=== WHAT YOU WILL DO ===
What you return should match the data word for word, minus the images.

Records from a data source
● ● ● ● ●

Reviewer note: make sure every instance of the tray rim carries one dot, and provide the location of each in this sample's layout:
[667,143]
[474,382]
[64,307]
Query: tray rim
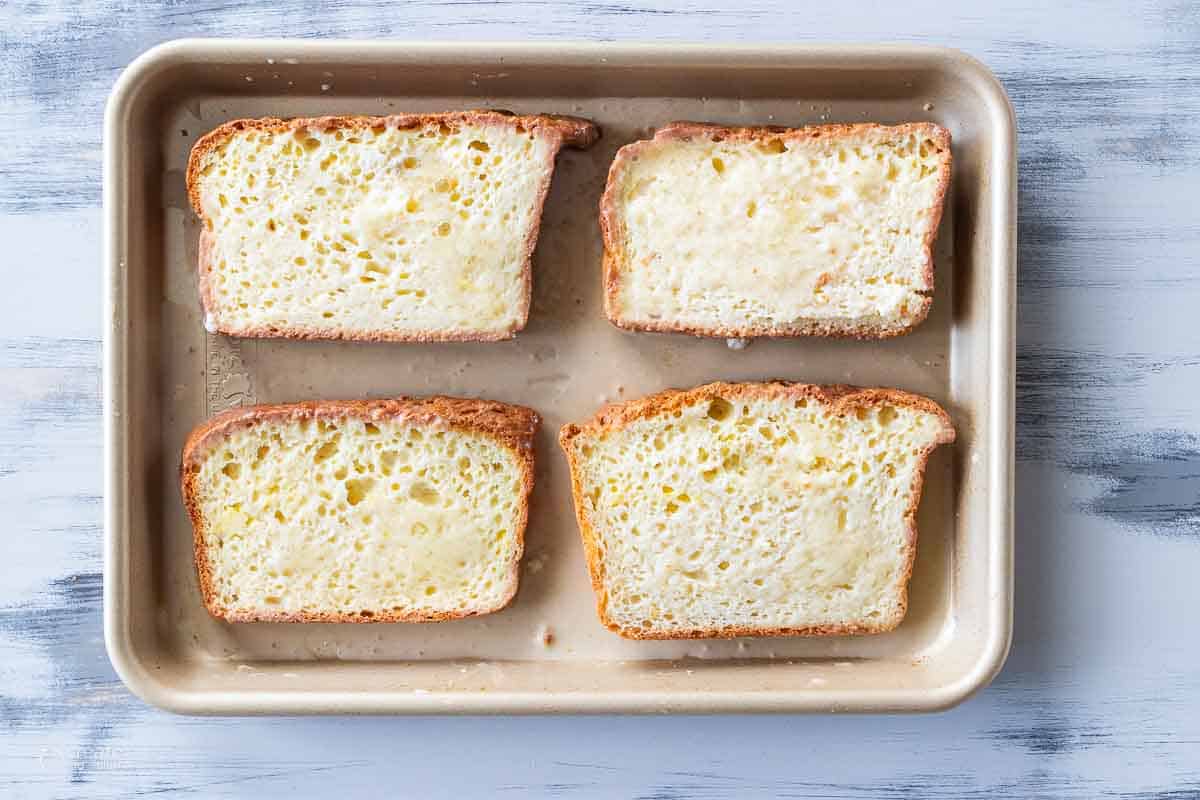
[1001,271]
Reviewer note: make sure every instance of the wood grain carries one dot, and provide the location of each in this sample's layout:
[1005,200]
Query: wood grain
[1101,695]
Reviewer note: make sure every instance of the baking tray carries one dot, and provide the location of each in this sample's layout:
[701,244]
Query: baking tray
[163,374]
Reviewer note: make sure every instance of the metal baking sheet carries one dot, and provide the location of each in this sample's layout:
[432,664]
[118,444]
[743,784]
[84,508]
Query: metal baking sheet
[165,374]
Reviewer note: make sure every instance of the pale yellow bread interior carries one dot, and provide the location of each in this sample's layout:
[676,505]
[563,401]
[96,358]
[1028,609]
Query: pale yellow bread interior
[753,509]
[354,515]
[775,232]
[373,228]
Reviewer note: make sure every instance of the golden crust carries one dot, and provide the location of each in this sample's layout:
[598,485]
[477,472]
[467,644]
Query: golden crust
[569,131]
[513,426]
[841,400]
[613,234]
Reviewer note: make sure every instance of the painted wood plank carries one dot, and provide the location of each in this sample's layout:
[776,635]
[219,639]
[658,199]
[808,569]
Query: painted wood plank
[1101,696]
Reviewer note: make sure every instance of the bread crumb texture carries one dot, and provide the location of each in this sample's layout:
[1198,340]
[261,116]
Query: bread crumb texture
[352,229]
[731,233]
[347,516]
[738,515]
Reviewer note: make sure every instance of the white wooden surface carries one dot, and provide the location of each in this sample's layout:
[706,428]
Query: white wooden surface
[1101,696]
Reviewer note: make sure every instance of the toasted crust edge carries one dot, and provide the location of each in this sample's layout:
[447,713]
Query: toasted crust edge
[513,426]
[841,398]
[611,229]
[569,131]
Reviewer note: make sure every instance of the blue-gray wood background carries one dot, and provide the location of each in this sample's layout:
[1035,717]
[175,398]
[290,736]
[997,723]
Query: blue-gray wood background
[1101,696]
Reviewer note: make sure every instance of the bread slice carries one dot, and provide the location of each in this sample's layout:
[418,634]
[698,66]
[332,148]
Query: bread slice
[397,510]
[749,232]
[753,509]
[415,227]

● ● ● ● ●

=== SOLUTION ===
Reviewer note: make sure every instance of the tray rim carries one dot, and provide the location of each in this sample's layout:
[667,143]
[474,382]
[64,307]
Query: tray rim
[1001,271]
Reviewer note: make sure every instance of the wood grain carries one dot, and provide the location of each in this sample's layout:
[1005,200]
Query: wood grain
[1101,695]
Reviewer note: make sure every instance of the baking tray carries one dot, and provide the location of each in this sample's layout:
[701,244]
Query: baking tray
[163,374]
Reviewer note: make sure every instance of the metal baking sheet carries one dot, and provide the location of each in this sample's layout:
[432,664]
[118,444]
[743,784]
[84,508]
Query: metal baking sheet
[165,374]
Reviewer note: make sure every instance of the pale yellow bread interior carries one dot, and provide the location of each in this sample's layout:
[676,505]
[563,401]
[96,358]
[1028,609]
Query: pale yellow bread interior
[753,509]
[354,515]
[775,232]
[373,228]
Reviewer note: make sure every instance of the golden crust carries one dot, and provide the location of each in this sample's layout:
[598,485]
[477,472]
[467,644]
Query: golden crust
[569,131]
[513,426]
[841,400]
[613,234]
Reviewer note: make sure every instance of the painted wood plank carries one dot, and provide the location of each in this sample's layout:
[776,635]
[219,639]
[658,199]
[808,569]
Query: painted wood plank
[1101,696]
Reviewer note: make sure every instance of the bread crumb texture carries one dot, and provide the location of each in this sample's layout:
[1198,340]
[261,116]
Query: bread crumb texture
[352,229]
[731,233]
[347,516]
[738,515]
Reviewer note: make sure every instance of the white wooden surface carries one dot, and provide the location of each in this sample's layout:
[706,428]
Query: white wooden surface
[1101,696]
Reviewer note: make sure every instance of the toasted crust edge carries one dot, and provide the location of each in this sample's layout:
[447,713]
Query: toasted crust edge
[513,426]
[841,398]
[611,229]
[569,131]
Reviewer note: make sure every instance of the blue-gray wood background carries one dot, and provide the location of each in this sample's layout:
[1035,717]
[175,398]
[290,736]
[997,723]
Query: blue-gray wood background
[1101,696]
Reviewer note: make sure every instance of the bread slice carries one dot, and provide the location of each in this sample's layout:
[418,634]
[698,66]
[332,148]
Query: bread slice
[397,510]
[749,232]
[753,509]
[415,227]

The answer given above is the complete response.